### STUDY TEXT
Where the purported concern for this plaintiff is to prevent overuse of medications properly prescribed by a physician, consideration of drug testing as a condition of release may even fall within the Department of Correction's burden to produce a "proposed course of treatment" within the medical parole plan. G. L. c. 127, § 119A (a ). See Buckman, 484 Mass. at 29, 138 N.E.3d 996.
We need not speculate whether the commissioner is aware of the role and purpose of § 119A (e ) and (f ), as the examples provided postargument show that she has utilized these provisions to condition release in other cases. Thus, any attenuated concern over the plaintiff's potential for relapse seems patently arbitrary where the commissioner did not avail herself of § 119A (e ) or (f ) in this case, but did so in others. Cf. Fafard v. Conservation Comm'n of Reading, 41 Mass. App. Ct. 565, 568, 672 N.E.2d 21 (1996) ("agency has acted arbitrarily because the basis for action is not uniform, and, it follows, is not predictable").
######
### ENTRIES PROVIDED
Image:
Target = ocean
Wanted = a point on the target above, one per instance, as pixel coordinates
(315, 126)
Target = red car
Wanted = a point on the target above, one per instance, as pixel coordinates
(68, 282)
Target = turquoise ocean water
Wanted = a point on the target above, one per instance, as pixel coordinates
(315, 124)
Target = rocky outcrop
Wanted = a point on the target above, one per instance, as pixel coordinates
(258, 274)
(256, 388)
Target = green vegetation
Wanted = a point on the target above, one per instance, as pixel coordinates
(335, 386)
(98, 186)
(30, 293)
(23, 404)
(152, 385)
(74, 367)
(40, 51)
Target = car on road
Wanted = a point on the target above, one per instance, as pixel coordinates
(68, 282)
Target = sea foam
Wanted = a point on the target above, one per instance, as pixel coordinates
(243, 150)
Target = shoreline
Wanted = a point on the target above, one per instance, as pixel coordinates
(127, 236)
######
Please output the whole medical parole passage again, word for word. The records stand apart from the medical parole passage and are not part of it.

Where the purported concern for this plaintiff is to prevent overuse of medications properly prescribed by a physician, consideration of drug testing as a condition of release may even fall within the Department of Correction's burden to produce a "proposed course of treatment" within the medical parole plan. G. L. c. 127, § 119A (a ). See Buckman, 484 Mass. at 29, 138 N.E.3d 996.
We need not speculate whether the commissioner is aware of the role and purpose of § 119A (e ) and (f ), as the examples provided postargument show that she has utilized these provisions to condition release in other cases. Thus, any attenuated concern over the plaintiff's potential for relapse seems patently arbitrary where the commissioner did not avail herself of § 119A (e ) or (f ) in this case, but did so in others. Cf. Fafard v. Conservation Comm'n of Reading, 41 Mass. App. Ct. 565, 568, 672 N.E.2d 21 (1996) ("agency has acted arbitrarily because the basis for action is not uniform, and, it follows, is not predictable").